**Object position labeling data**

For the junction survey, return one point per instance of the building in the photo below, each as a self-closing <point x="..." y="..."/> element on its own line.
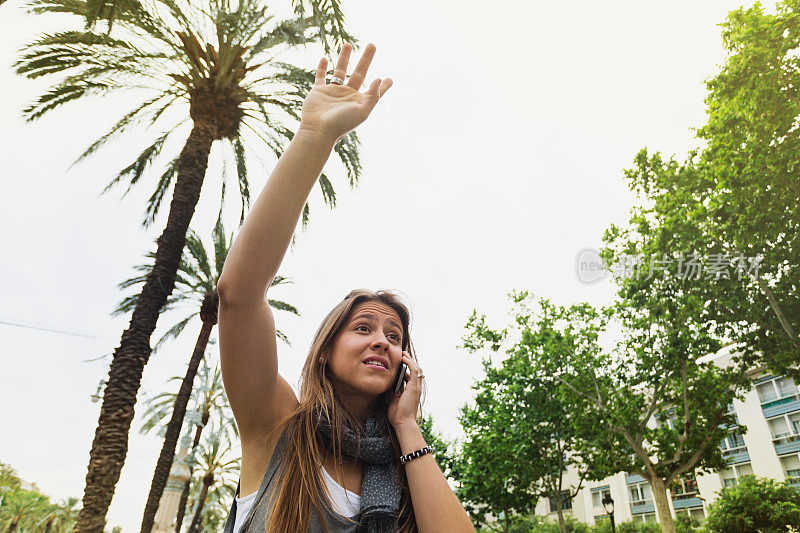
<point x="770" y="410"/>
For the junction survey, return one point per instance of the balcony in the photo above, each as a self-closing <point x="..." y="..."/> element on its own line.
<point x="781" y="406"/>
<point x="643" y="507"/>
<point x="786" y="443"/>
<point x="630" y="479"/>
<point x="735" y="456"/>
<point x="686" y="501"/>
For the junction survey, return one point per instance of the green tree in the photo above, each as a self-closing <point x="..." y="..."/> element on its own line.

**Exercise brief**
Can you duplicate all of the data above word for word, leaving out the pictures?

**The reply**
For the junction survey, return one point per instance of the building in the photo below, each as a self-closing <point x="..." y="..."/> element on its own line.
<point x="770" y="410"/>
For the junction survey, return one point per instance of the balcony in the photo above, each as a self-closing <point x="..." y="..."/> element on its own line.
<point x="781" y="406"/>
<point x="643" y="507"/>
<point x="786" y="443"/>
<point x="630" y="479"/>
<point x="735" y="456"/>
<point x="686" y="501"/>
For the junction survey, return one point per instance of the green tree in the photo above, each as a self-closing <point x="..." y="..."/> element on its own line.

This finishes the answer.